- [EXERCISE GOAL]
Exactly reproduce each line of the listing that follows.
** Begin **
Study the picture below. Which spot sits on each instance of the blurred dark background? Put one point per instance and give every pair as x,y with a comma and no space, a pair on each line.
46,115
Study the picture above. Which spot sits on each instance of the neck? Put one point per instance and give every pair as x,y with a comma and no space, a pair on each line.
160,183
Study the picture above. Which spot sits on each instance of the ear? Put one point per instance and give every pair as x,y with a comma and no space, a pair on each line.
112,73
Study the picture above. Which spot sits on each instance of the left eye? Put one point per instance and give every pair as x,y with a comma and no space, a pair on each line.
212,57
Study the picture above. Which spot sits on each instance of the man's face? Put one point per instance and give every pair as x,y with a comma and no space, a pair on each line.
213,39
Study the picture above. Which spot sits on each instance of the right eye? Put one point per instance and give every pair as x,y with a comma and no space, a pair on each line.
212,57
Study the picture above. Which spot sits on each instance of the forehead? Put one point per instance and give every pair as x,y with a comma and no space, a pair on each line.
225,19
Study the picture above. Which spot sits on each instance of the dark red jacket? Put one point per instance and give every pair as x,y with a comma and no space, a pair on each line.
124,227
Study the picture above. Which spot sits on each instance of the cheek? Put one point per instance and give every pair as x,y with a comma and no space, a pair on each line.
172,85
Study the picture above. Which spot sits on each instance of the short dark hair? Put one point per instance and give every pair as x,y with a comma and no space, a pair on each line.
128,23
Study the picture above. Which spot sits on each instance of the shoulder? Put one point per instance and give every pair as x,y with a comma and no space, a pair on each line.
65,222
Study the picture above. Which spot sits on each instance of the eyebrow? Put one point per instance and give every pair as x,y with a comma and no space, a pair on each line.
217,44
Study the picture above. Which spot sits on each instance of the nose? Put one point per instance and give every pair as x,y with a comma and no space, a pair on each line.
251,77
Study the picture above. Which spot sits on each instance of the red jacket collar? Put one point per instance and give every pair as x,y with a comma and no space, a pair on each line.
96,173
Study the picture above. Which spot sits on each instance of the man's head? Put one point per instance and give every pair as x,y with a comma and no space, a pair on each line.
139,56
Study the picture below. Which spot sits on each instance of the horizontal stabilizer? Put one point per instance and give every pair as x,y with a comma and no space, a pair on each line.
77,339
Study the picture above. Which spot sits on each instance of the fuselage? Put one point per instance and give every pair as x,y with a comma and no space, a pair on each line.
** End **
- [THE RESULT]
Study the picture below. Which spot sits on each instance of the blurred dark background? Put one point per instance and give every pair as x,y with a comma and no space, a pair on each line.
46,115
Study the picture above. Which spot sits on each instance of the neck? Put one point per instance and give every pair as x,y with a comma and no space, a pair on each line.
160,183
Study the picture above. Which spot sits on each instance of the ear? Put one point per instance and give every pair as x,y with a comma and no space, a pair on each line.
112,73
Study the picture above. Which spot sits on each instance of the left eye? Put one point per instance and give every pair as x,y with a comma and no space, a pair on each line.
212,57
Study the picture above. Which spot sits on each instance of the man's face? Put one point per instance and give every pair as x,y with a comma and no space, a pair on each line.
213,39
Study the picture above. Which spot sits on each instance of the right eye? Put one point per instance and give every pair as x,y with a comma and no space, a pair on each line.
212,57
Study the picture above. Which spot sits on each instance of the forehead? Put one point per instance and give every pair as x,y with a comma and no space, a pair on each line.
225,19
Study the picture above. Which spot sits on each instance of the dark red jacket? Put one point per instance and give every pair as x,y with a comma and no space, a pair on each line.
124,227
Study the picture above. Which spot sits on each instance of the cheek? Put one point per instance and give every pair as x,y with a comma and no space, a pair on each line.
172,85
Study the picture above. Which spot sits on each instance of the short dark hair? Put one point per instance and give every pair as x,y with a comma and no space, a pair on each line.
128,23
Study the picture above. Which spot sits on each instance of the shoulder? Put one point per instance and give every pair as x,y with a comma and no space, a pair on each line.
65,222
Study the picture above. Which spot sits on each instance of the eyebrow? Put one point per instance and give every pair as x,y with a comma and no space, a pair on each line.
217,44
Study the picture above. Which spot sits on each instance of the nose? Put one point per instance and give every pair as x,y with a comma and no space, a pair on each line.
251,77
Study the picture above. Which spot sits on each instance of the red jacket collar? Put one point per instance and give every pair as x,y with a comma and no space, a pair on each line.
96,173
Study the picture above. Which spot sits on each instance of the man's head? Put one point per instance and give every pair as x,y with a comma and no space, a pair on each line.
139,56
Study the picture below. Which spot sits on each instance of the horizontal stabilizer? Put one point per instance and give every pair as x,y with a comma and no space, a pair on each line.
77,339
Study the picture above. Which spot sits on each instance of the fuselage? Put one point per instance and give every pair as x,y with a comma and no space, a pair on each line.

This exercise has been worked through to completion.